### STORED ROWS

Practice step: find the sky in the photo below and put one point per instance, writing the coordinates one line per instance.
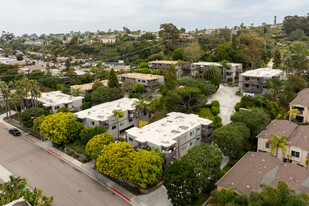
(63, 16)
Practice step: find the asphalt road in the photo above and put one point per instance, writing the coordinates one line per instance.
(56, 178)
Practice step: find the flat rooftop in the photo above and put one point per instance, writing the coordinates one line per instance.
(165, 131)
(214, 63)
(164, 62)
(103, 112)
(87, 86)
(56, 98)
(140, 76)
(262, 72)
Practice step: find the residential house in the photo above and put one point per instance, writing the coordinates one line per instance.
(56, 100)
(301, 103)
(86, 89)
(256, 168)
(232, 71)
(150, 81)
(173, 135)
(102, 115)
(165, 65)
(253, 81)
(297, 137)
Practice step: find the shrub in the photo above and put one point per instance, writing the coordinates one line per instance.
(215, 110)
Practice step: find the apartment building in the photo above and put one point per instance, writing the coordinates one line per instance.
(56, 100)
(298, 138)
(256, 168)
(165, 65)
(150, 81)
(173, 135)
(102, 115)
(301, 103)
(86, 89)
(253, 81)
(232, 71)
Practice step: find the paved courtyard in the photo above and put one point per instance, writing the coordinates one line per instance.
(227, 98)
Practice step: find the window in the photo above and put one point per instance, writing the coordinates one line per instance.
(295, 154)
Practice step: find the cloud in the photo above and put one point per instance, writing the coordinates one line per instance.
(53, 16)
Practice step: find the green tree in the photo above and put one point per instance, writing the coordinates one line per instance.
(278, 142)
(255, 119)
(105, 94)
(56, 127)
(30, 114)
(192, 53)
(170, 34)
(88, 133)
(178, 54)
(232, 138)
(113, 160)
(212, 72)
(146, 168)
(195, 172)
(118, 114)
(96, 85)
(185, 99)
(171, 78)
(96, 144)
(277, 59)
(113, 80)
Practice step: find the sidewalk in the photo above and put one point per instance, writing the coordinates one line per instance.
(83, 167)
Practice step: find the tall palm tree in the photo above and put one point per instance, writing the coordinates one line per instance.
(142, 106)
(118, 113)
(278, 142)
(5, 91)
(293, 113)
(77, 92)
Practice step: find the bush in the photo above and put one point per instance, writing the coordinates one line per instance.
(86, 105)
(215, 110)
(30, 114)
(215, 103)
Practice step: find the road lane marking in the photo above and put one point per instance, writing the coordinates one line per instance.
(30, 139)
(121, 194)
(54, 153)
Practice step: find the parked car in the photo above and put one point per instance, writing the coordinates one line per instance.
(14, 132)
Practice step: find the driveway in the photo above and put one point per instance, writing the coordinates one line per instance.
(227, 98)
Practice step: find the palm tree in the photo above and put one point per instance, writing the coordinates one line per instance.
(278, 142)
(118, 113)
(77, 92)
(142, 106)
(5, 91)
(293, 113)
(211, 72)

### REQUIRED WORK
Repeat all the entries above word for word, but leave the picture out.

### ANSWER TO THE TASK
Practice step: find the sky in the photo below and put one point per instance, writing the coordinates one line per instance.
(63, 16)
Practice step: find the asphalt road in the photo above and put one point per instance, writing the coordinates one line per instance.
(56, 178)
Practice step: find the flat rooftop in the photo above and put one point per instance, writing the coordinates one line per instance.
(165, 131)
(214, 63)
(164, 62)
(103, 112)
(87, 86)
(56, 98)
(140, 76)
(262, 72)
Practice step: find the residential house in the photo above and put one point per instance, writing the coordinates one line per instance.
(56, 100)
(301, 103)
(86, 89)
(256, 168)
(232, 71)
(150, 81)
(173, 135)
(102, 115)
(165, 65)
(253, 81)
(297, 137)
Practice step: find the shrub in the photo above and put one point per instance, writing the coordinates one line per instance.
(215, 110)
Practice step: find the apartment building in the photo above and put one point per instance, writing the coordinates one line per instance.
(56, 100)
(298, 138)
(256, 168)
(165, 65)
(150, 81)
(173, 135)
(102, 115)
(301, 103)
(86, 89)
(253, 81)
(232, 71)
Practice step: find the paved courtyard in the photo above and put one point per instance, writing the coordinates one line per instance.
(227, 98)
Practice step: find the window in the photo above and put one point per instance, writing the coordinates one line per instance.
(295, 154)
Practice step: find the cloud in the photo above and put one point per instance, writing the coordinates one line per instance.
(53, 16)
Practice step: find the green tree in the photo above and put one point per instance, writing the coordinates one line per instance.
(278, 142)
(255, 119)
(105, 94)
(56, 127)
(30, 114)
(192, 53)
(170, 34)
(88, 133)
(178, 54)
(232, 138)
(113, 160)
(212, 72)
(146, 168)
(195, 172)
(118, 114)
(96, 85)
(185, 99)
(171, 78)
(96, 144)
(277, 59)
(113, 80)
Practice step: find the sidewalk in the photo above and put one point per instance, writing the coordinates one line per instance.
(83, 167)
Practice step: find the tall palm tree in the photo above and put one point per instance, writing the coordinates one line per instance.
(142, 106)
(118, 113)
(278, 142)
(5, 91)
(293, 113)
(77, 92)
Practice step: find the bush in the photo above and put one point per instance, writing the coordinates one line per instance.
(86, 105)
(215, 110)
(30, 114)
(215, 103)
Practice step: find the road lane marking in the photo above and put one point per instance, writing the coordinates one line per instance.
(30, 139)
(121, 194)
(54, 153)
Practice step: find the parked car in the photo above and put one point per instance, writing the coordinates one line per instance.
(14, 132)
Practice step: find the driveway in the photo above and put one point per instance, writing the coordinates one line per instance.
(227, 98)
Practice step: find the palm tree in the photo above and put one point per instance, writing the coordinates one line per instance.
(278, 142)
(118, 113)
(77, 92)
(142, 106)
(5, 91)
(293, 113)
(211, 72)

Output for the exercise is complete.